(Stored items)
▬▬▬▬▬▬▬▬▬▬

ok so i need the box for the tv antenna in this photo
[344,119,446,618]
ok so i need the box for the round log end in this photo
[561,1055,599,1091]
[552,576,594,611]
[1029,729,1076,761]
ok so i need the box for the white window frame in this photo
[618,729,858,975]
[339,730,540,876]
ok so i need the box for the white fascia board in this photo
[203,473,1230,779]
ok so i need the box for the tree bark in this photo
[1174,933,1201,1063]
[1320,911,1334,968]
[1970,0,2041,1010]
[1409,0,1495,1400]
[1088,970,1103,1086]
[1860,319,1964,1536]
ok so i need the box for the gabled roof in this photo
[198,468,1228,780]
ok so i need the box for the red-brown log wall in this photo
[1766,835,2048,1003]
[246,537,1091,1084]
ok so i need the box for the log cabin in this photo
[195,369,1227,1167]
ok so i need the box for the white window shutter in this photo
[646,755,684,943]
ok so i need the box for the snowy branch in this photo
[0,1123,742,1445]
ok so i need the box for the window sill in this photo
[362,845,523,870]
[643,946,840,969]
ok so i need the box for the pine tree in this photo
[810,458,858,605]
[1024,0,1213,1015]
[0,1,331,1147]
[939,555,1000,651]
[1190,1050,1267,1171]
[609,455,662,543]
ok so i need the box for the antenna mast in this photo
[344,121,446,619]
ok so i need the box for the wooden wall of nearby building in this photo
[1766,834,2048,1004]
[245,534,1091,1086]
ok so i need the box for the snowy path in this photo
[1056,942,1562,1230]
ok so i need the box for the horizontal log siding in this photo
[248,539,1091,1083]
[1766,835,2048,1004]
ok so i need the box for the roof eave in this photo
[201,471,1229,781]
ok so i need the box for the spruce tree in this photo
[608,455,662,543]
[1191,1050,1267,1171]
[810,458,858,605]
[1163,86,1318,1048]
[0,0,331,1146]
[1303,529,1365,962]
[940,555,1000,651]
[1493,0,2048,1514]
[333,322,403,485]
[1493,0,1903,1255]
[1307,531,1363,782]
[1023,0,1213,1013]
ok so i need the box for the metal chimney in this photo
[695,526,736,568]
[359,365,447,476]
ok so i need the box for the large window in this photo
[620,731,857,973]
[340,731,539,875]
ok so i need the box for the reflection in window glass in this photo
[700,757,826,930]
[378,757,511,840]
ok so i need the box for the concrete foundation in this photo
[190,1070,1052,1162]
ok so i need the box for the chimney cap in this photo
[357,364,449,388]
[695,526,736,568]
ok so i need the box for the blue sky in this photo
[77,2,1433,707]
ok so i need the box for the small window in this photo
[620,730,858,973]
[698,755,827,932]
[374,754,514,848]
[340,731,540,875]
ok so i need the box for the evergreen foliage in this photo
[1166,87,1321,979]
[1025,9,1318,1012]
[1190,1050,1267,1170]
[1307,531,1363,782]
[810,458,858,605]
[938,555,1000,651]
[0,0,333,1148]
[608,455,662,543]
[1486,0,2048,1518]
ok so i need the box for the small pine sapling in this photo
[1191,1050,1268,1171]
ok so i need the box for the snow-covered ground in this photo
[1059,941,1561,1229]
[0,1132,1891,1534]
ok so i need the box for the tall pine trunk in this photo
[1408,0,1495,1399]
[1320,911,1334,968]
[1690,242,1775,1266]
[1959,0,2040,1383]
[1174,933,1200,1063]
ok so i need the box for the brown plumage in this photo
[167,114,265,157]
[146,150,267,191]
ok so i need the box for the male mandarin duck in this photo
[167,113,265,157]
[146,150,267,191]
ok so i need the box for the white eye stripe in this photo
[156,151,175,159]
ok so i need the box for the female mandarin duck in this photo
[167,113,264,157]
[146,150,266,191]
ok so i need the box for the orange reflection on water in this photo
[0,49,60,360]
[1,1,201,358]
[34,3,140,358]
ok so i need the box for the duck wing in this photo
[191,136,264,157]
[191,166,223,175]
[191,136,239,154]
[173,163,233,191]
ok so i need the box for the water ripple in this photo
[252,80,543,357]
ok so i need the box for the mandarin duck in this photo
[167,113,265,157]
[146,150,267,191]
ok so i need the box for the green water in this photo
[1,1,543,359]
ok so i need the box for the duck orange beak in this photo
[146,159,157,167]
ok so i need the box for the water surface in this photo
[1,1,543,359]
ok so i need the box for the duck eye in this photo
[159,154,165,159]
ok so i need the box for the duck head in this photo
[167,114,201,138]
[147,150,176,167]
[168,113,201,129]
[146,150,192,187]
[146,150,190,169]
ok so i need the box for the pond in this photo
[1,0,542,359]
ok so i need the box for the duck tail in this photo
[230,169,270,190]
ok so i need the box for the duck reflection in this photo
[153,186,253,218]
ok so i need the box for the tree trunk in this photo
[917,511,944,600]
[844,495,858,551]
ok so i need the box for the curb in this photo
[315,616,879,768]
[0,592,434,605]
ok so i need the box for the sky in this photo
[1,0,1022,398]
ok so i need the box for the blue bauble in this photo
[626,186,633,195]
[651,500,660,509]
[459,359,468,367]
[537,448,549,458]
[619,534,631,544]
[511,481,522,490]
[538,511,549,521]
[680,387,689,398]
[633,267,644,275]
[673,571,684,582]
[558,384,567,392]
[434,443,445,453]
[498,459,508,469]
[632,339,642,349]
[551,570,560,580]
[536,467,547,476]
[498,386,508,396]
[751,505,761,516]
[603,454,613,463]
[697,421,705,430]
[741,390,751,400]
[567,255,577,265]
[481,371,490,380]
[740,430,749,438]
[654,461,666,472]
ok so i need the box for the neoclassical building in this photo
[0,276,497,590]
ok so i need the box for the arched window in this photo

▬▬▬▬▬▬▬▬▬▬

• Problem statement
Print all of the records, leaving each one exactly as it appears above.

• Exercise result
ok so i need the box for the tv antenna in this photo
[344,119,446,618]
ok so i need the box for the round log end in this photo
[561,1055,599,1091]
[552,576,594,611]
[1029,729,1076,761]
ok so i need the box for the white window frame in this photo
[618,729,858,975]
[339,730,540,876]
ok so i need the box for the white fascia board in this photo
[203,473,1230,779]
ok so i need the box for the tree bark in this photo
[1174,933,1201,1063]
[1320,911,1334,968]
[1970,0,2041,1010]
[1409,0,1495,1400]
[1088,970,1103,1086]
[1860,319,1964,1536]
ok so i need the box for the gabled roof in this photo
[198,468,1228,780]
ok so i need the box for the red-brown log wall in this photo
[1766,835,2048,1003]
[246,537,1091,1084]
ok so i need the box for the log cabin in this photo
[195,369,1227,1167]
ok so i need the box for the white window shutter in this photo
[646,755,684,943]
ok so i need the box for the snowy branch in this photo
[0,1123,742,1445]
ok so i need the box for the window sill in this photo
[362,845,523,870]
[643,946,840,969]
ok so i need the box for the pine tree in this photo
[810,458,858,605]
[1024,0,1213,1015]
[0,1,331,1147]
[939,555,1000,651]
[1190,1050,1267,1171]
[609,455,662,543]
ok so i need the box for the antenna mast in this photo
[344,121,446,619]
ok so i need the box for the wooden wall of nearby building in this photo
[1766,834,2048,1004]
[245,534,1091,1086]
ok so i need the box for the snowy path in this photo
[1056,942,1562,1230]
ok so i need the box for the horizontal log siding in this photo
[248,539,1091,1083]
[1766,835,2048,1004]
ok so i need the box for the roof eave in this photo
[201,471,1229,781]
ok so i need the box for the spruce tree in this photo
[608,455,662,543]
[1191,1050,1267,1171]
[810,458,858,605]
[1163,86,1318,1048]
[0,0,331,1146]
[1303,529,1365,962]
[940,555,1000,651]
[1493,0,2048,1514]
[333,322,403,485]
[1493,0,1903,1255]
[1307,531,1363,782]
[1023,0,1213,1013]
ok so i need the box for the metal chimney in this photo
[695,526,736,568]
[359,365,447,476]
ok so i need the box for the large window in this photo
[620,731,857,973]
[340,731,539,875]
ok so i need the box for the reflection in window glass in this photo
[700,757,826,930]
[378,757,511,840]
ok so i need the box for the concrete foundation in this photo
[190,1070,1052,1162]
ok so i need the box for the chimney cap in this photo
[357,364,449,388]
[695,526,736,568]
ok so i need the box for the blue sky in this photo
[77,2,1433,707]
ok so i need the box for the small window in this photo
[620,730,858,973]
[698,755,827,932]
[374,754,514,848]
[340,731,540,875]
ok so i need the box for the evergreen foliage in this photo
[1166,87,1321,979]
[1025,9,1318,1012]
[1190,1050,1267,1170]
[1307,531,1363,782]
[810,458,858,605]
[938,555,1000,651]
[0,0,333,1148]
[608,455,662,543]
[1486,0,2048,1518]
ok so i need the box for the small pine sapling in this photo
[1191,1050,1268,1171]
ok so i need the box for the snow-covered ground in this photo
[1059,941,1561,1229]
[0,1132,1891,1534]
ok so i need the box for the tall pine trunk in this photo
[1408,0,1495,1399]
[1320,911,1334,968]
[1690,242,1775,1266]
[1959,0,2040,1383]
[1174,933,1200,1063]
ok so i need the box for the brown plumage in this photo
[167,114,265,157]
[146,150,267,191]
ok so i need the box for the male mandarin duck in this photo
[167,113,265,157]
[146,150,267,191]
ok so i need the box for the white eye stripe in this photo
[156,151,175,159]
ok so i need the box for the female mandarin duck in this photo
[167,113,264,157]
[146,150,266,191]
ok so i need the box for the orange reflection on water in this photo
[0,49,60,360]
[1,1,201,358]
[34,3,140,358]
ok so i need the box for the duck wing in this photo
[191,136,264,157]
[191,166,223,175]
[191,136,239,154]
[173,163,233,191]
ok so i need the box for the water ripple in this photo
[252,80,543,357]
ok so i need the box for the mandarin duck in this photo
[167,113,265,157]
[146,150,267,191]
ok so i need the box for the green water in this photo
[1,1,543,359]
ok so i need the box for the duck orange beak in this photo
[146,159,157,167]
ok so i need the box for the water surface in this photo
[1,1,543,359]
ok so i need the box for the duck eye in this photo
[159,154,165,159]
ok so i need the box for the duck head in this photo
[167,114,201,138]
[147,150,176,167]
[168,113,201,129]
[146,150,192,187]
[146,150,190,169]
ok so i need the box for the pond in this photo
[1,0,542,359]
ok so i need the box for the duck tail in this photo
[230,169,270,190]
ok so i need the box for the duck reflection in this photo
[153,186,253,218]
ok so i need the box for the tree trunk in this photo
[917,511,944,600]
[844,495,858,551]
ok so i need the box for the curb in this photo
[315,616,879,768]
[0,592,434,605]
ok so i need the box for the sky in this photo
[1,0,1022,398]
ok so i need the box for the blue bauble in this photo
[626,186,633,195]
[651,500,660,509]
[459,359,468,367]
[537,448,549,458]
[619,534,631,544]
[511,481,522,490]
[538,511,549,521]
[680,387,689,398]
[633,267,644,275]
[673,571,684,582]
[558,384,567,392]
[434,443,445,453]
[498,459,508,469]
[632,339,642,349]
[551,570,560,580]
[536,467,547,476]
[498,386,508,396]
[751,505,761,516]
[603,454,613,463]
[697,421,705,430]
[741,390,751,400]
[567,255,577,265]
[481,371,490,380]
[740,430,749,438]
[654,461,666,472]
ok so i need the box for the neoclassical building in this photo
[0,276,497,590]
ok so i need the box for the arched window in this photo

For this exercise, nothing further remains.